>> BEGIN Task data
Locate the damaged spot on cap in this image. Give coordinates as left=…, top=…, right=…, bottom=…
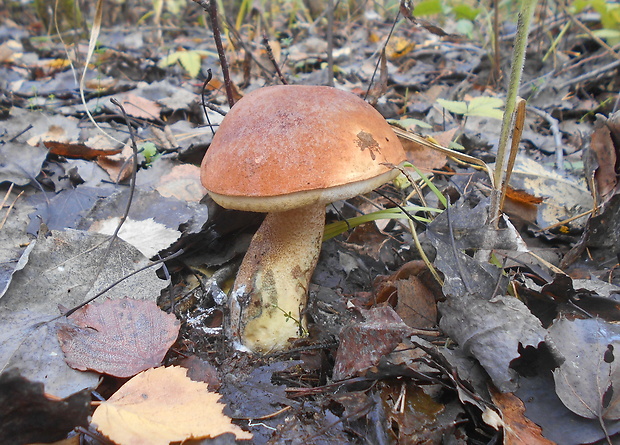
left=356, top=130, right=380, bottom=161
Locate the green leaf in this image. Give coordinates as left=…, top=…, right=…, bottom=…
left=467, top=96, right=504, bottom=119
left=456, top=19, right=474, bottom=38
left=388, top=118, right=433, bottom=130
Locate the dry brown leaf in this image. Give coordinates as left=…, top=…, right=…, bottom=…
left=590, top=113, right=620, bottom=202
left=93, top=366, right=252, bottom=445
left=58, top=298, right=179, bottom=377
left=374, top=261, right=439, bottom=329
left=96, top=144, right=133, bottom=182
left=116, top=93, right=161, bottom=119
left=157, top=164, right=207, bottom=202
left=43, top=141, right=121, bottom=160
left=490, top=387, right=555, bottom=445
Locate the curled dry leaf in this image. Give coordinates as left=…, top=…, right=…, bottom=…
left=549, top=319, right=620, bottom=420
left=490, top=387, right=554, bottom=445
left=58, top=298, right=179, bottom=377
left=93, top=366, right=252, bottom=445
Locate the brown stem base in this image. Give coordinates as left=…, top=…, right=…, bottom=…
left=228, top=204, right=325, bottom=353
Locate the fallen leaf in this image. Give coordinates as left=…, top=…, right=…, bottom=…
left=43, top=141, right=121, bottom=160
left=549, top=319, right=620, bottom=420
left=58, top=298, right=179, bottom=377
left=490, top=387, right=555, bottom=445
left=0, top=369, right=90, bottom=444
left=332, top=306, right=411, bottom=381
left=92, top=366, right=252, bottom=445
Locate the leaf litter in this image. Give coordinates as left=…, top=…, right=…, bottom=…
left=0, top=2, right=620, bottom=443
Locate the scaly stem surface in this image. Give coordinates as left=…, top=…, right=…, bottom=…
left=228, top=204, right=325, bottom=353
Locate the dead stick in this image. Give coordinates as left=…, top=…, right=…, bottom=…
left=499, top=97, right=526, bottom=210
left=263, top=34, right=288, bottom=85
left=194, top=0, right=235, bottom=108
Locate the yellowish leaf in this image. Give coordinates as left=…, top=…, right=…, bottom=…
left=93, top=366, right=252, bottom=445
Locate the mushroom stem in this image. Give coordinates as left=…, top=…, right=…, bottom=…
left=229, top=203, right=325, bottom=353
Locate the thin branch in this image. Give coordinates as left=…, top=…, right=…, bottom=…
left=193, top=0, right=235, bottom=108
left=262, top=34, right=290, bottom=86
left=527, top=105, right=564, bottom=173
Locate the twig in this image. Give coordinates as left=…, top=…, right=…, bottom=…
left=327, top=0, right=334, bottom=87
left=7, top=124, right=32, bottom=142
left=263, top=34, right=288, bottom=85
left=489, top=0, right=536, bottom=228
left=556, top=60, right=620, bottom=89
left=226, top=18, right=273, bottom=77
left=193, top=0, right=235, bottom=108
left=0, top=183, right=24, bottom=230
left=200, top=68, right=215, bottom=136
left=59, top=249, right=184, bottom=321
left=527, top=105, right=564, bottom=173
left=499, top=97, right=525, bottom=211
left=564, top=8, right=620, bottom=60
left=364, top=10, right=400, bottom=100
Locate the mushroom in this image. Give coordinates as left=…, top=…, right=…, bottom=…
left=201, top=85, right=405, bottom=353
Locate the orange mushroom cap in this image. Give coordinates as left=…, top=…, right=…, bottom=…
left=201, top=85, right=406, bottom=212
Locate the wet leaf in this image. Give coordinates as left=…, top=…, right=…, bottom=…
left=549, top=319, right=620, bottom=420
left=58, top=298, right=179, bottom=377
left=92, top=366, right=252, bottom=445
left=0, top=369, right=90, bottom=444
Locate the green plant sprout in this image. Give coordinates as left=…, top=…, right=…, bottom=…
left=139, top=142, right=162, bottom=166
left=272, top=304, right=308, bottom=337
left=323, top=205, right=442, bottom=241
left=323, top=162, right=448, bottom=241
left=490, top=0, right=537, bottom=227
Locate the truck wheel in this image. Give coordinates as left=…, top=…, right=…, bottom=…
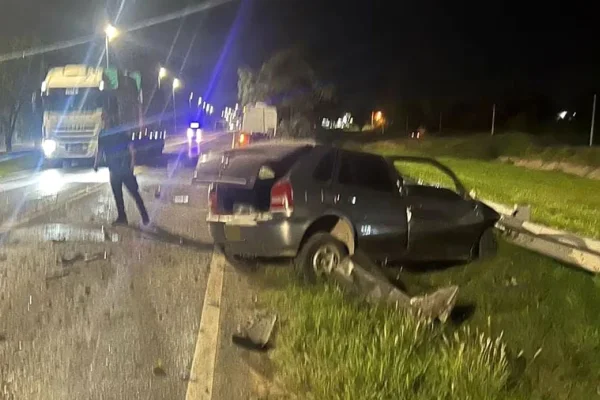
left=477, top=228, right=498, bottom=259
left=295, top=232, right=348, bottom=283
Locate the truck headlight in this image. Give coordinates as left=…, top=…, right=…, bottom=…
left=42, top=139, right=56, bottom=157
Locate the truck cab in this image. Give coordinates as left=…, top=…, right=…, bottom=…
left=231, top=103, right=277, bottom=149
left=41, top=65, right=105, bottom=166
left=40, top=65, right=166, bottom=166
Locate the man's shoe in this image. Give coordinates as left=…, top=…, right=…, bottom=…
left=112, top=217, right=127, bottom=226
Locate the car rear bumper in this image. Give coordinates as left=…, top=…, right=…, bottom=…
left=209, top=214, right=306, bottom=258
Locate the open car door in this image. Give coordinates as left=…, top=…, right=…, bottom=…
left=390, top=157, right=493, bottom=261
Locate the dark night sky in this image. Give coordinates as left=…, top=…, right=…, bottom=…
left=0, top=0, right=600, bottom=114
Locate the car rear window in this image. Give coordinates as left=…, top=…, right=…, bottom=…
left=338, top=152, right=394, bottom=192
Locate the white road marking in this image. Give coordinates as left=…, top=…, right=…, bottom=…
left=185, top=247, right=226, bottom=400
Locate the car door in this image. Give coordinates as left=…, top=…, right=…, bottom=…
left=328, top=151, right=408, bottom=260
left=403, top=185, right=482, bottom=261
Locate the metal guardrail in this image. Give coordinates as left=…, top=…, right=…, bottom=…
left=482, top=200, right=600, bottom=273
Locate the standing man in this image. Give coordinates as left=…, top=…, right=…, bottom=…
left=94, top=131, right=150, bottom=225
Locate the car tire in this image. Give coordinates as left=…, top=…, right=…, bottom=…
left=477, top=228, right=498, bottom=259
left=295, top=232, right=348, bottom=283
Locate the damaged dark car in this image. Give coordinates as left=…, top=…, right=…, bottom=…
left=194, top=142, right=499, bottom=274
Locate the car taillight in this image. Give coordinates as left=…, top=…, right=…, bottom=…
left=208, top=186, right=219, bottom=214
left=270, top=179, right=294, bottom=212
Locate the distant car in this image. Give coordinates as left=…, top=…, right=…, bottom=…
left=194, top=142, right=499, bottom=277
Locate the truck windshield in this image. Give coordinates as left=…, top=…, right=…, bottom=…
left=42, top=88, right=102, bottom=112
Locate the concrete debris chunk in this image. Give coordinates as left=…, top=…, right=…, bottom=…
left=410, top=286, right=458, bottom=322
left=332, top=255, right=458, bottom=322
left=232, top=313, right=277, bottom=350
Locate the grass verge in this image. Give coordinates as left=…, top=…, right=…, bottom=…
left=260, top=242, right=600, bottom=399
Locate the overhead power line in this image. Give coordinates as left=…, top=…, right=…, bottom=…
left=0, top=0, right=237, bottom=63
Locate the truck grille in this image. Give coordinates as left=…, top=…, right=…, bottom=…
left=52, top=128, right=94, bottom=138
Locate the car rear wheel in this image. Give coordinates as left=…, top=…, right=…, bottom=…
left=477, top=228, right=498, bottom=259
left=296, top=232, right=348, bottom=283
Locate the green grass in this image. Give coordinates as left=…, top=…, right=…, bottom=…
left=354, top=133, right=600, bottom=167
left=397, top=158, right=600, bottom=238
left=261, top=242, right=600, bottom=399
left=262, top=270, right=509, bottom=400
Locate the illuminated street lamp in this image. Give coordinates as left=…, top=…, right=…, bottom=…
left=104, top=24, right=119, bottom=68
left=158, top=67, right=168, bottom=89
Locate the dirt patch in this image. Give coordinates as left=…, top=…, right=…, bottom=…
left=499, top=157, right=600, bottom=180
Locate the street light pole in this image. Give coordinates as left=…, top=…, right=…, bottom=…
left=492, top=103, right=496, bottom=136
left=590, top=94, right=596, bottom=147
left=104, top=24, right=119, bottom=68
left=173, top=78, right=181, bottom=134
left=104, top=35, right=110, bottom=68
left=158, top=67, right=167, bottom=89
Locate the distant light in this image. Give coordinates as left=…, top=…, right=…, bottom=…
left=104, top=24, right=119, bottom=42
left=158, top=67, right=167, bottom=79
left=173, top=78, right=181, bottom=90
left=42, top=139, right=57, bottom=157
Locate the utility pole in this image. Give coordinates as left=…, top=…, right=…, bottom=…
left=104, top=35, right=110, bottom=68
left=590, top=94, right=596, bottom=147
left=492, top=103, right=496, bottom=136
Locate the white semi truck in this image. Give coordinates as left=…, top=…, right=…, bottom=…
left=232, top=103, right=277, bottom=148
left=41, top=65, right=166, bottom=166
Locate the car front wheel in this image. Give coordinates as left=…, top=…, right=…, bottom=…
left=296, top=232, right=348, bottom=283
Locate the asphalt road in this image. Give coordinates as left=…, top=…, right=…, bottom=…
left=0, top=136, right=262, bottom=400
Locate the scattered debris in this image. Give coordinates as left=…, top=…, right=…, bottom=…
left=332, top=256, right=458, bottom=322
left=231, top=313, right=277, bottom=350
left=173, top=195, right=190, bottom=204
left=60, top=253, right=84, bottom=267
left=152, top=359, right=167, bottom=377
left=410, top=286, right=458, bottom=322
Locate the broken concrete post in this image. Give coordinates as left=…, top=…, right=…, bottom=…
left=232, top=313, right=277, bottom=350
left=332, top=256, right=458, bottom=322
left=410, top=286, right=458, bottom=322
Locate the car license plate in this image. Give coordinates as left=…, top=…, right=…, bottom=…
left=225, top=225, right=242, bottom=242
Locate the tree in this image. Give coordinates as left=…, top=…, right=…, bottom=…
left=0, top=38, right=39, bottom=152
left=238, top=49, right=334, bottom=136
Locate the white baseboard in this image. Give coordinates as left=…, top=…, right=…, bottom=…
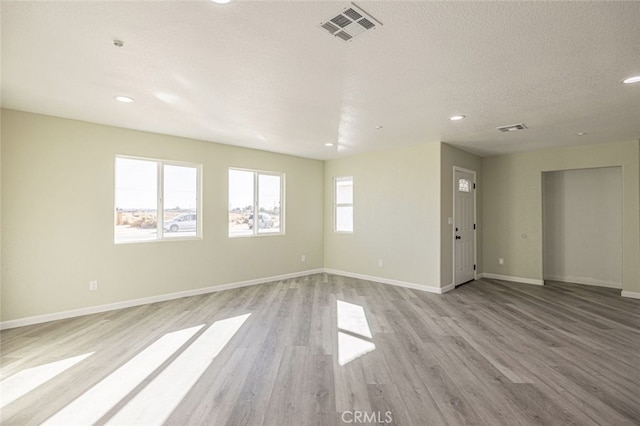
left=480, top=272, right=544, bottom=285
left=0, top=269, right=324, bottom=330
left=544, top=275, right=622, bottom=290
left=324, top=268, right=454, bottom=294
left=620, top=290, right=640, bottom=299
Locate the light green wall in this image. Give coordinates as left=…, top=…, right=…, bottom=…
left=1, top=110, right=324, bottom=321
left=482, top=141, right=640, bottom=292
left=440, top=143, right=483, bottom=287
left=324, top=143, right=440, bottom=288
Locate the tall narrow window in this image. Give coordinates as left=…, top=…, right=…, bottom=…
left=333, top=176, right=353, bottom=232
left=229, top=169, right=284, bottom=237
left=114, top=157, right=201, bottom=243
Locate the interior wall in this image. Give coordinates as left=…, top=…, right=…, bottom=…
left=324, top=143, right=440, bottom=288
left=482, top=141, right=640, bottom=292
left=543, top=167, right=622, bottom=288
left=1, top=110, right=324, bottom=321
left=440, top=143, right=483, bottom=287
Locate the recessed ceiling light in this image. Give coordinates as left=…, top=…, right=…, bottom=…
left=622, top=75, right=640, bottom=84
left=113, top=95, right=136, bottom=103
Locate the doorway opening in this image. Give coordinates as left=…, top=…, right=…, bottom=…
left=542, top=167, right=623, bottom=289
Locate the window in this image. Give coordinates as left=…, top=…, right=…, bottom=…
left=114, top=157, right=201, bottom=243
left=333, top=176, right=353, bottom=232
left=458, top=179, right=471, bottom=192
left=229, top=169, right=284, bottom=237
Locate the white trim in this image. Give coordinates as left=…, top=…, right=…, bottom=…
left=544, top=275, right=622, bottom=290
left=482, top=272, right=544, bottom=285
left=452, top=165, right=479, bottom=288
left=324, top=268, right=454, bottom=294
left=620, top=290, right=640, bottom=299
left=0, top=268, right=324, bottom=330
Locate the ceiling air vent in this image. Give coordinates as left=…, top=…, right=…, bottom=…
left=496, top=123, right=527, bottom=133
left=320, top=3, right=382, bottom=41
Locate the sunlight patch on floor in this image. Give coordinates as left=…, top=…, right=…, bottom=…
left=337, top=300, right=376, bottom=366
left=44, top=324, right=204, bottom=426
left=0, top=352, right=94, bottom=407
left=107, top=314, right=251, bottom=425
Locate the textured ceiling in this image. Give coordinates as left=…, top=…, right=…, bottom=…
left=1, top=0, right=640, bottom=159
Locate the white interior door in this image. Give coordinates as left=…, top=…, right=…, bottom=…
left=453, top=169, right=476, bottom=285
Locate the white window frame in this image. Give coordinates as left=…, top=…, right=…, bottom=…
left=227, top=167, right=286, bottom=238
left=333, top=176, right=355, bottom=234
left=113, top=155, right=204, bottom=245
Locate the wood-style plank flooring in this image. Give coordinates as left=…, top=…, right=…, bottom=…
left=0, top=274, right=640, bottom=426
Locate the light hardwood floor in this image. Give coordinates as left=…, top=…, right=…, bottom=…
left=0, top=274, right=640, bottom=426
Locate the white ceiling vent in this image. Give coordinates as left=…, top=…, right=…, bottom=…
left=496, top=123, right=527, bottom=133
left=320, top=3, right=382, bottom=41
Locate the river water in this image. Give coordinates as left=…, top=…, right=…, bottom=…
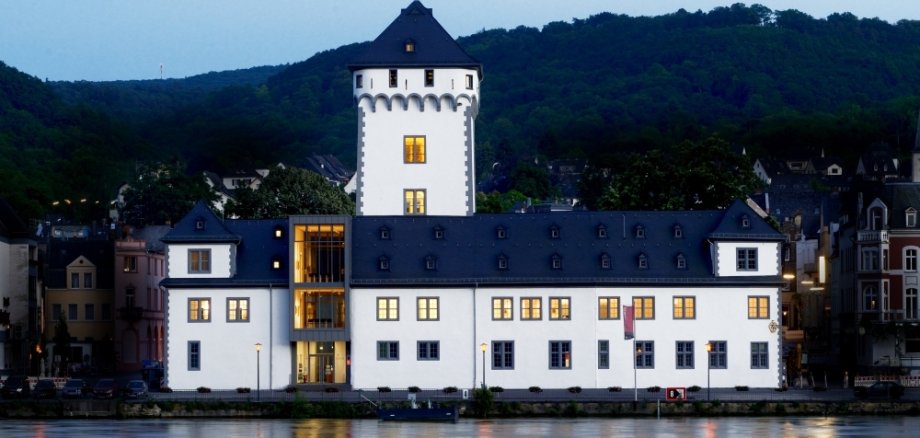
left=0, top=417, right=920, bottom=438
>> END Task data
# [Given instruction]
Please rewrite the listing from the line with "Locate the white ceiling" through the end of the listing, replacing "river water" with "stream water" and changing nothing else. Leave the pictures out of your answer.

# [Exercise output]
Locate the white ceiling vent in this image. Give coordinates as left=…, top=…, right=…, bottom=…
left=496, top=123, right=527, bottom=133
left=320, top=3, right=382, bottom=41
Locate the stream water in this image. Give coordinates as left=…, top=…, right=…, bottom=…
left=0, top=417, right=920, bottom=438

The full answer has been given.